*Exercise directions*:
In the listing below, render the lines starting at the one containing "Can you spot the blue car" and ending at the one containing "[[322, 162]]", both included, as a numbered list with blank lines left out.

--- begin Records shown ---

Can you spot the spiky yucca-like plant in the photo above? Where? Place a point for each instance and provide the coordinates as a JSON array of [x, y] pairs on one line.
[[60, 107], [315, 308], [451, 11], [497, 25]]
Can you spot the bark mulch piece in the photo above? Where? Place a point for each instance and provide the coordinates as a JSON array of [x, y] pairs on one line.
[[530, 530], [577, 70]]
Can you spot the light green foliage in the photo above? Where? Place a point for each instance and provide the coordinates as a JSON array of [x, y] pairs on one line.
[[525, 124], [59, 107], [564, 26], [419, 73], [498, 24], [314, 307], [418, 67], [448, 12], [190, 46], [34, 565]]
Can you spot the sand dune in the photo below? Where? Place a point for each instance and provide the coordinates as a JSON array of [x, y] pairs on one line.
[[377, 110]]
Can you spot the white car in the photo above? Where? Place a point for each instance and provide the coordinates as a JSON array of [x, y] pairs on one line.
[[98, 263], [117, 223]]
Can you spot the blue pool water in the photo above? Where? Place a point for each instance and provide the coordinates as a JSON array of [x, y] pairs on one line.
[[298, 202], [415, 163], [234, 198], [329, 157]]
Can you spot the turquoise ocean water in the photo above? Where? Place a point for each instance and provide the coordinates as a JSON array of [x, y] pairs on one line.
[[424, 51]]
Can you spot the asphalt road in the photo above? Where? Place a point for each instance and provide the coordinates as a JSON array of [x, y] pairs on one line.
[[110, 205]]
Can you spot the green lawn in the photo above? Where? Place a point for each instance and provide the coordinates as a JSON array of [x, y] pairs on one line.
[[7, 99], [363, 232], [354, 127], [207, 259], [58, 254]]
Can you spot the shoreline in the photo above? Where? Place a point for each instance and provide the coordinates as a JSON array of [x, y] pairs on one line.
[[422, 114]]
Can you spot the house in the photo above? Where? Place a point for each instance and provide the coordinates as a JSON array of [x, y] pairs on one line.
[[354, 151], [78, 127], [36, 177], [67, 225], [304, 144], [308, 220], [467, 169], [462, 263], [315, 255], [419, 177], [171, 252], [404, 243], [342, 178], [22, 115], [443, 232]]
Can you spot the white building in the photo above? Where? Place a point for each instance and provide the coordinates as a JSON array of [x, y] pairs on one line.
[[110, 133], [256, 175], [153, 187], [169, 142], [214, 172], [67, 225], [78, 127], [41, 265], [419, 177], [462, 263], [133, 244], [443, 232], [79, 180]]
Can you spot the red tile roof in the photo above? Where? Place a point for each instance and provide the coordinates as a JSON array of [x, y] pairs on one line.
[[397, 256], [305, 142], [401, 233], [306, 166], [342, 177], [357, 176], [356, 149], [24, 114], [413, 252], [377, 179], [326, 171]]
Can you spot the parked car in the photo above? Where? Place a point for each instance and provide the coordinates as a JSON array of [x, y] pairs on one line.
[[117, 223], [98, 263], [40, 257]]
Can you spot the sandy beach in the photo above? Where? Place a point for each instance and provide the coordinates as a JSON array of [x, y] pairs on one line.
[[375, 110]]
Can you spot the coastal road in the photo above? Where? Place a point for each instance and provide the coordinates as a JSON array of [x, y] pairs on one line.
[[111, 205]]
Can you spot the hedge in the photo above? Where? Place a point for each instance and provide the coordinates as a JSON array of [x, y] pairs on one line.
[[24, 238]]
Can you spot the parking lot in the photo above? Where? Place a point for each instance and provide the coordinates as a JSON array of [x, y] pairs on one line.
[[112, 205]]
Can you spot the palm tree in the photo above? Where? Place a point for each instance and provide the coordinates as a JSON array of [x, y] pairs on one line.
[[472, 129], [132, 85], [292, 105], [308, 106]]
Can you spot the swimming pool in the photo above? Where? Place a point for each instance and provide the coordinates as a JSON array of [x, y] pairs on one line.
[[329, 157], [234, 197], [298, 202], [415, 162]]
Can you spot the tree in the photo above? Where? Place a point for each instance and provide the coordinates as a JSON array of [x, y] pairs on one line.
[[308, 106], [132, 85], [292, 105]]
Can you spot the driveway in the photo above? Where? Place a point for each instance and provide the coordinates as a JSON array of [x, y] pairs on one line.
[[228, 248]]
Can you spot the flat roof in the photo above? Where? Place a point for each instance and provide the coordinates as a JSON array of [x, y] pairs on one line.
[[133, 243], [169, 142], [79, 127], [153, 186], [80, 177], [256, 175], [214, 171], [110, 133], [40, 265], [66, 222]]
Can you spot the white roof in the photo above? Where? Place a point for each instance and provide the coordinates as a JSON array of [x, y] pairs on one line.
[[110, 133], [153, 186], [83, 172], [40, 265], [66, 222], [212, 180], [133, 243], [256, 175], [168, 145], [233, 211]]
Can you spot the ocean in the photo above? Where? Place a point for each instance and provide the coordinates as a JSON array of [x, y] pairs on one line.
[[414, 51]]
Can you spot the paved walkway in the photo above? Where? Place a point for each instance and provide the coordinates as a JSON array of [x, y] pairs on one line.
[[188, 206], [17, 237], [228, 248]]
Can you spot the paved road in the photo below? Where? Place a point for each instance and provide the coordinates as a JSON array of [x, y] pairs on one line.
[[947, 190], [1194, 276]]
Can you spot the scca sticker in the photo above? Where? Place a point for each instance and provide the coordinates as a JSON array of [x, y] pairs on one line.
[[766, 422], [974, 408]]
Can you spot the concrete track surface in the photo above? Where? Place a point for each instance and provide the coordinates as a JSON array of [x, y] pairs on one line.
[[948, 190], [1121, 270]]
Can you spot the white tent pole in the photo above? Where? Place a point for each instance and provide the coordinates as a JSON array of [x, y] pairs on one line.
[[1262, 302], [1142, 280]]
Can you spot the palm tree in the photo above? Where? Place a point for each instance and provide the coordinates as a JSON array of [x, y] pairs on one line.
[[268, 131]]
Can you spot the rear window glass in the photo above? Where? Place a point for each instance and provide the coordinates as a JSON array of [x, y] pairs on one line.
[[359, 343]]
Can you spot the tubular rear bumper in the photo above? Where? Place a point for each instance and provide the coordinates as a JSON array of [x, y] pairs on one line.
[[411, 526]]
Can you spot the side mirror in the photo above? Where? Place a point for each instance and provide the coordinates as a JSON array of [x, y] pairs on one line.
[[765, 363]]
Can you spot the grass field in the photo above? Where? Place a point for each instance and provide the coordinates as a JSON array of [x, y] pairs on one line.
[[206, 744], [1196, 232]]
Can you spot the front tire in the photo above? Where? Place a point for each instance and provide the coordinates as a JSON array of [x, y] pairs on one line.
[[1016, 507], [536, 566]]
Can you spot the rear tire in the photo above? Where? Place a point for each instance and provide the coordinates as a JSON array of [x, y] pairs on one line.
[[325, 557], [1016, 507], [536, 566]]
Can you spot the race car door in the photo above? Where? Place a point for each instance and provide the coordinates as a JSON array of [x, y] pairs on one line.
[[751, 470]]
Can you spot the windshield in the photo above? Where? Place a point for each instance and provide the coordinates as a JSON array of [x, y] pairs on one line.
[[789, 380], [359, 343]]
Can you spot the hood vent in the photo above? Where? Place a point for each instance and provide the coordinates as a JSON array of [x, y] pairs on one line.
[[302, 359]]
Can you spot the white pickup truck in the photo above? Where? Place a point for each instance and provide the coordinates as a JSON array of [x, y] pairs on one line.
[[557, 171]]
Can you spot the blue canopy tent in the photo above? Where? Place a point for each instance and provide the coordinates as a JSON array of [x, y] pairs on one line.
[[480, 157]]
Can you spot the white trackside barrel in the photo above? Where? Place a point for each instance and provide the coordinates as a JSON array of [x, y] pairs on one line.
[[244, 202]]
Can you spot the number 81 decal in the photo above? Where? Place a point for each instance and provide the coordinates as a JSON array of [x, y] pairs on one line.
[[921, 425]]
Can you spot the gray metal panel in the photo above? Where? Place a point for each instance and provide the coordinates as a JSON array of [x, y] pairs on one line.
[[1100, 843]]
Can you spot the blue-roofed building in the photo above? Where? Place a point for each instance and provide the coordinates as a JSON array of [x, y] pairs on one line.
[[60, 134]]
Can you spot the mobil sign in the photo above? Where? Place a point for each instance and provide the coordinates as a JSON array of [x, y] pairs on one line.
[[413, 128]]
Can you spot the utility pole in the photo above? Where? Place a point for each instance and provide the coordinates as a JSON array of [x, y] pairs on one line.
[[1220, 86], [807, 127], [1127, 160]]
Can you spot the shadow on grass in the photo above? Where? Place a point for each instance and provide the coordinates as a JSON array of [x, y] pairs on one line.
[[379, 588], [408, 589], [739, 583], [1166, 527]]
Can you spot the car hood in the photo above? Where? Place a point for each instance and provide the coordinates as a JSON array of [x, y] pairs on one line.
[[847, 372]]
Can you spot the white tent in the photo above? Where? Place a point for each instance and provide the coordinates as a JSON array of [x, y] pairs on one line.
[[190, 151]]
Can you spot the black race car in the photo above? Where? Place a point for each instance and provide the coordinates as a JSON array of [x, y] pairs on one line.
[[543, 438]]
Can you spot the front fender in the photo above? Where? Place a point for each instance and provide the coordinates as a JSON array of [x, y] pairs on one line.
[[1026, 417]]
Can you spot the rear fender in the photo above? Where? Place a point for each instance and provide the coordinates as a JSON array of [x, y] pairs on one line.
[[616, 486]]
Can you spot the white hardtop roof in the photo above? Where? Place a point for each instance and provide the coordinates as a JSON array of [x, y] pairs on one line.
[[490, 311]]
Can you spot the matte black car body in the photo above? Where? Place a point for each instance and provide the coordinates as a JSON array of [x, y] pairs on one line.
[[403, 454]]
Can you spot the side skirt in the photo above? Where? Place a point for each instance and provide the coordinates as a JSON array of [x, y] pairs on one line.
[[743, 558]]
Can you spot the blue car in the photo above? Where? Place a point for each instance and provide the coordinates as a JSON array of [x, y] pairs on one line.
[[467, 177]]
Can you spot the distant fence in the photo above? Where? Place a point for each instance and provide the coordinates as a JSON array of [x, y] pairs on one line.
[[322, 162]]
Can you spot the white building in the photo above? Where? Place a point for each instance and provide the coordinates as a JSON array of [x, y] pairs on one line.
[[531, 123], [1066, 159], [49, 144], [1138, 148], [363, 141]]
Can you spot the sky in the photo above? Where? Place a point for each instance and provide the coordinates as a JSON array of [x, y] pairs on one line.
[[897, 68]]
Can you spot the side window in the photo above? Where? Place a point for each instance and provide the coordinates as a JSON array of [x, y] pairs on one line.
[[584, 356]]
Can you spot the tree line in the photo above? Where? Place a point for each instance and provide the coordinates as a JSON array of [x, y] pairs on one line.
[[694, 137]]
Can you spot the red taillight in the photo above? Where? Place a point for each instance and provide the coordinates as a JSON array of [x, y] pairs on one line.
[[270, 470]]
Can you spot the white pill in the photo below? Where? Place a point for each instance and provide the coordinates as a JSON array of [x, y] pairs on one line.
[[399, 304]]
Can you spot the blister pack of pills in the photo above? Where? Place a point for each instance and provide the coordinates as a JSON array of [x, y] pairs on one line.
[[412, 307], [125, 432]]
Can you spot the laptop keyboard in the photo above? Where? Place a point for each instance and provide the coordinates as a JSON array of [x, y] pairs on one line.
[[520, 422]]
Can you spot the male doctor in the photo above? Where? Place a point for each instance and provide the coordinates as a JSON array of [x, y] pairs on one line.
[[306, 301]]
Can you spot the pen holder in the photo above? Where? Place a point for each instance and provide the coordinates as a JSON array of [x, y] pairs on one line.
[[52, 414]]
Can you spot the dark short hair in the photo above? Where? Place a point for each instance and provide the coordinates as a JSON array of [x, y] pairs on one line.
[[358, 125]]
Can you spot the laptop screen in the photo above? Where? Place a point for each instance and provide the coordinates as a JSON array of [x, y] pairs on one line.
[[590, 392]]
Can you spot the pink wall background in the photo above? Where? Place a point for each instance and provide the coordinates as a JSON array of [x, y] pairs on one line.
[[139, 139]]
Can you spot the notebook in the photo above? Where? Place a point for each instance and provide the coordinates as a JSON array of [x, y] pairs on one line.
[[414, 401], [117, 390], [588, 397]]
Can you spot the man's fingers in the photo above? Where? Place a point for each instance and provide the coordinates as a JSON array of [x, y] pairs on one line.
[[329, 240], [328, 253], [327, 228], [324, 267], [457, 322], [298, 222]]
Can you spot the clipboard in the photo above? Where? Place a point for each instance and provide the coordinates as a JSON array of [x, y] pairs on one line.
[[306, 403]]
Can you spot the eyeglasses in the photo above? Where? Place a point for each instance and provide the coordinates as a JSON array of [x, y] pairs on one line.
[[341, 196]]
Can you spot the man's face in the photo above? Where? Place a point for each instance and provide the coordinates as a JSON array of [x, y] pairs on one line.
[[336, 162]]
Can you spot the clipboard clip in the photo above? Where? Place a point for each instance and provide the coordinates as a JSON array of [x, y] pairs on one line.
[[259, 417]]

--- end Records shown ---

*Completed exercise*:
1. Can you spot the blue car in the photo above? Where? Place a point for each instance and provide the coordinates as a JSON array of [x, y] pairs on one line.
2. [[467, 177]]
3. Can you spot the distant fence in the photo above? Where? Place a point for each instance and provide the coordinates as a JSON array of [x, y] pairs on one line.
4. [[322, 162]]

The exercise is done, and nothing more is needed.